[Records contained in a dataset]

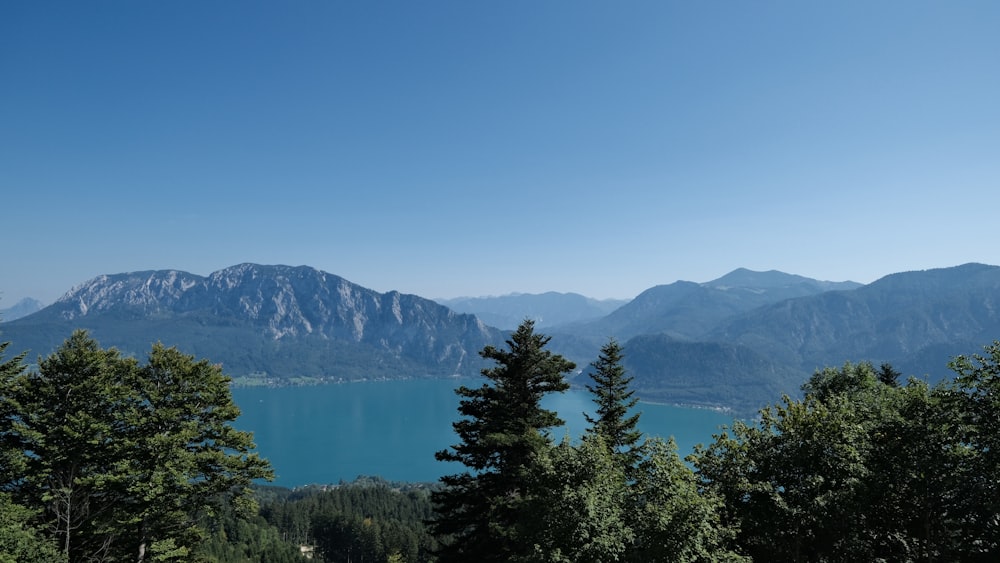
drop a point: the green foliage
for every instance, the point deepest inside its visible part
(20, 540)
(121, 458)
(368, 519)
(579, 511)
(614, 399)
(865, 469)
(672, 520)
(502, 431)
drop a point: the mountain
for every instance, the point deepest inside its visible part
(688, 310)
(908, 319)
(739, 341)
(746, 338)
(276, 320)
(546, 309)
(22, 308)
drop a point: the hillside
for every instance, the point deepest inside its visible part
(737, 342)
(546, 309)
(276, 320)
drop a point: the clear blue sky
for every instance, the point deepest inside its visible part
(481, 148)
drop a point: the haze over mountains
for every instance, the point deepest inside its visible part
(736, 342)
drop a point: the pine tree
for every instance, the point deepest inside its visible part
(614, 400)
(504, 427)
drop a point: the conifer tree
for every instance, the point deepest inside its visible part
(480, 511)
(614, 400)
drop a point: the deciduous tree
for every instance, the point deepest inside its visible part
(479, 511)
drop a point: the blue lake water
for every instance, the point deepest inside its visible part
(328, 433)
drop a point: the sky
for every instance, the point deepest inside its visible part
(457, 148)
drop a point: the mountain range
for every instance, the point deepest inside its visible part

**Instructions to follow**
Collect the lines of the records that include the string "tree".

**Written solution**
drop a point: the pine tree
drop a point: the conifer tree
drop a point: the deciduous tree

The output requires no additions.